◆ Problem to work on ◆
An exact copy of every record is needed.

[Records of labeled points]

## START

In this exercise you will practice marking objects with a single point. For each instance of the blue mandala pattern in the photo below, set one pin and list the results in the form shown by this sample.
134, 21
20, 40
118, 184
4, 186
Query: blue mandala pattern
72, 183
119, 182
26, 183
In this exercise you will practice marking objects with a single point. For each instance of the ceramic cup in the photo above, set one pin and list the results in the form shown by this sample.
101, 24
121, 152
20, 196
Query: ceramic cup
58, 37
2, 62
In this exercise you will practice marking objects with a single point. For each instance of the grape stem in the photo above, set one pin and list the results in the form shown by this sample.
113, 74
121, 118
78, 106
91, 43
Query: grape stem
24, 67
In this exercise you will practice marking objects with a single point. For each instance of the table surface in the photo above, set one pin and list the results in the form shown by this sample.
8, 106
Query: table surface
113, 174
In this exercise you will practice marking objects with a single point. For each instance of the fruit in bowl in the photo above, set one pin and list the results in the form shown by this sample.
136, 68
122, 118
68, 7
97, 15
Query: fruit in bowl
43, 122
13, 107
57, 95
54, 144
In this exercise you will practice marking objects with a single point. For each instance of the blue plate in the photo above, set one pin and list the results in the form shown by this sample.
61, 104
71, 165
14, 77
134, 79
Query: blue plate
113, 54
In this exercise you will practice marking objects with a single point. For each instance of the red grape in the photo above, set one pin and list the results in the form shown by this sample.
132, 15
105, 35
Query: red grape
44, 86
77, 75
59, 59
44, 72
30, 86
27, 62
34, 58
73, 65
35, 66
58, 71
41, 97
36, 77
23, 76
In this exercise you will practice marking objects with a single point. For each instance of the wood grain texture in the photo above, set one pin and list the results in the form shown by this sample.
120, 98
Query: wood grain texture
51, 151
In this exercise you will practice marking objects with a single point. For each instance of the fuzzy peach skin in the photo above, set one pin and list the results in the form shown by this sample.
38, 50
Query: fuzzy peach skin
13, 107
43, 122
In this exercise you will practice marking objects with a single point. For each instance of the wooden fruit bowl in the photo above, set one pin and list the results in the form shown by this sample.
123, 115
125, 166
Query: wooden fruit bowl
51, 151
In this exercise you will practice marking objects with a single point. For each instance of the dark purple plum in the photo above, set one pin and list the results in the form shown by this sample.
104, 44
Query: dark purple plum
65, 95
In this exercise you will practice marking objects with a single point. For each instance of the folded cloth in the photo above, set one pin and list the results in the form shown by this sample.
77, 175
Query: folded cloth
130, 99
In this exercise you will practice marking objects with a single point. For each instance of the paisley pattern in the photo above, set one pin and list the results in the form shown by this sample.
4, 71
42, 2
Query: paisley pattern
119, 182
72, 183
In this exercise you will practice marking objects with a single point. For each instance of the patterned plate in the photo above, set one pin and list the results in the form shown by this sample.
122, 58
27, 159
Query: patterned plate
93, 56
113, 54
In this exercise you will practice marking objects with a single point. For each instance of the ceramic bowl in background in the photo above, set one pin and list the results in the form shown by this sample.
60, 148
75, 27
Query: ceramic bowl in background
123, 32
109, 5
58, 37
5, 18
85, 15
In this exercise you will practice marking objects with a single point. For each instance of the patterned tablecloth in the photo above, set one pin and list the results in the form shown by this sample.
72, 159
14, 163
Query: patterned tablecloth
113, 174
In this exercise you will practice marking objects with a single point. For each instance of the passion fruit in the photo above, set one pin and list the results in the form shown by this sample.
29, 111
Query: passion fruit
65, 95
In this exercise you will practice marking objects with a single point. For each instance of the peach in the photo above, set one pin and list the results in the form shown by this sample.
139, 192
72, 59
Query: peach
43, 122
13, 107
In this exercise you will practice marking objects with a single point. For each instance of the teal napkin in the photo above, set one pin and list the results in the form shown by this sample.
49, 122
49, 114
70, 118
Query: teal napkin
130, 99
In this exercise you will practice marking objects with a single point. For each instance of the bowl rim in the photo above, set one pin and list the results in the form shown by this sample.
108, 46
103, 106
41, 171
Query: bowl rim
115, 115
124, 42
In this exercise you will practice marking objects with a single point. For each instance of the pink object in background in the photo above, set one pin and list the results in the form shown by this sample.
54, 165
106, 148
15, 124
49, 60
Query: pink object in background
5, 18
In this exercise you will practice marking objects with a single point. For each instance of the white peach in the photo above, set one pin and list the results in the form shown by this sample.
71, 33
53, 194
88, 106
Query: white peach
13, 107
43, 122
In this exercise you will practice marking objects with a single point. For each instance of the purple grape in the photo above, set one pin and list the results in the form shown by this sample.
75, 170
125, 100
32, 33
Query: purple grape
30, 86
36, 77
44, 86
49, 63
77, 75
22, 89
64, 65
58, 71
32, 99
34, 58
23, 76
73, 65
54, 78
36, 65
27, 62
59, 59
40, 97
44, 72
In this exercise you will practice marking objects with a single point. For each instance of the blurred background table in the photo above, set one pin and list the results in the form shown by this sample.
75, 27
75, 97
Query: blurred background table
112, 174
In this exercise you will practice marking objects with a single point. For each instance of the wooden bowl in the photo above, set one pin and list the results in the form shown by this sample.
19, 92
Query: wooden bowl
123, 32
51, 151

## END

◆ Result below ◆
In this exercise you will practice marking objects with a single point. For each instance of the blue mandala pattern in the photo below, set one pin and list the results in the form shown by this sample.
134, 21
20, 40
118, 184
4, 186
Query: blue mandala pattern
72, 183
119, 182
26, 183
In this exercise you will practice marking objects with a single point. For each instance of the ceramic cup in the photo above, set one pin and list the results in the form shown by this sample.
101, 24
121, 152
20, 196
Query: ceramic cup
58, 37
2, 62
In this exercise you will practice marking objects with a single point. For each instance of the grape stem in the photo above, set one pin and list the results in the form shown by this sample.
113, 74
121, 118
78, 106
91, 43
Query: grape stem
24, 67
In this exercise you will practice marking objects with a single point. For each instance of the table surface in the photo above, set one pin and list the results in the form shown by this sample.
8, 106
Query: table surface
113, 174
In this exercise you will practice marking objects with a single point. For each instance of the fruit in bowl in the photo above, set one pin and list the results in the form shown by this sample.
136, 68
122, 118
68, 7
97, 15
Query: fruit in bowl
43, 122
13, 107
57, 95
54, 144
In this exercise you will practice marking objects with a single point. For each instance of the blue plate in the photo above, set one pin and list the results in the form shown by this sample.
61, 104
71, 165
14, 77
134, 79
Query: blue plate
113, 54
In this exercise you will practice marking objects with a single point. For each instance of the red grape in the photo above, set one pin and list the results in the form shown by this sample.
132, 15
105, 35
Query: red grape
44, 86
77, 75
59, 59
44, 72
30, 86
27, 62
34, 58
73, 65
35, 66
58, 71
41, 97
36, 77
23, 76
In this exercise you will practice marking objects with a single point. For each instance of the wood grain texture in the photo above, set one pin and list the results in the form shown by this sample.
120, 98
Query: wood grain texture
51, 151
In this exercise you will practice marking objects with a single point. For each instance of the fuzzy peach skin in the photo above, set one pin and list the results in the form shown by this sample.
38, 50
Query: fuzzy peach skin
13, 107
43, 122
In this exercise you will practice marking objects with a single point. For each instance of the wooden fruit bowl in the photo above, set one pin and list the results in the form shown by this sample.
123, 115
125, 166
Query: wooden fruit bowl
51, 151
In this exercise you will practice marking objects with a single point. For each instance of the dark purple plum in the photo above, set one pin and list the results in the form shown by this sample.
104, 44
Query: dark purple plum
65, 95
In this exercise you will practice marking objects with a single point. For each instance of the folded cloth in the photo above, set one pin and list the results in the form shown by this sample.
77, 175
Query: folded cloth
130, 99
In this exercise you will practice marking objects with a single point. For each instance of the paisley pattern in the photo above, set one pin and list the results in the form shown by this sample.
4, 71
42, 2
Query: paisley pattern
119, 182
72, 183
In this exercise you will practice marking objects with a single point. For each instance of the patterned plate in the photo above, set one pin and list the results in the form shown by this sample.
122, 58
27, 159
Query: patterned plate
93, 56
113, 54
In this exercise you will practice marking objects with a single point. For each instance of the ceramic bowl in background in the photo above, set one pin and list the results in the form shown by this sample.
60, 148
75, 27
Query: ceramic bowl in background
123, 32
109, 5
58, 37
5, 18
85, 15
In this exercise you will practice marking objects with a single point. For each instance of the patterned tablecloth in the photo above, set one pin and list the results in the form shown by this sample.
72, 159
14, 163
Query: patterned tablecloth
113, 174
In this exercise you will practice marking objects with a single point. For each instance of the passion fruit in the photo above, set one pin and list the results in the form shown by this sample.
29, 111
Query: passion fruit
65, 95
In this exercise you will practice marking objects with a single point. For each instance of the peach in the photo above, set one pin and list the results in the form shown by this sample.
139, 192
72, 59
Query: peach
43, 122
13, 107
In this exercise you will practice marking objects with a single point. For each instance of the teal napkin in the photo above, set one pin and list the results in the form shown by this sample.
49, 122
49, 114
70, 118
Query: teal napkin
130, 99
In this exercise you will practice marking objects with a single point. For each instance of the bowl rim in the photo above, set one pin and list the results in the form shown by this sample.
108, 46
103, 106
41, 171
Query: bowl rim
115, 115
124, 42
In this exercise you will practice marking objects with a single point. For each instance of the pink object in background in the photo above, set one pin and list the results in the form shown by this sample.
54, 165
106, 148
15, 124
49, 60
Query: pink object in background
5, 18
In this exercise you will practice marking objects with a single point. For each instance of the white peach in the photo above, set one pin and list the results in the form shown by this sample.
71, 33
53, 194
88, 106
Query: white peach
13, 107
43, 122
In this exercise you will practice marking objects with a single point. For each instance of the purple grape in the photo above, set one pin and list the results in the form shown by this sample.
75, 170
125, 100
32, 33
Query: purple grape
30, 86
36, 77
44, 86
49, 63
77, 75
22, 89
64, 65
58, 71
32, 99
34, 58
23, 76
73, 65
54, 78
36, 65
27, 62
59, 59
40, 97
44, 72
In this exercise you will practice marking objects with a single point. For each instance of the blurred background table in the photo above, set one pin and list the results in the form shown by this sample.
75, 27
75, 97
Query: blurred background table
112, 174
In this exercise you will practice marking objects with a single point. For each instance of the wooden bowl in the photo above, set one pin and list the results in the form shown by this sample.
19, 92
Query: wooden bowl
123, 32
51, 151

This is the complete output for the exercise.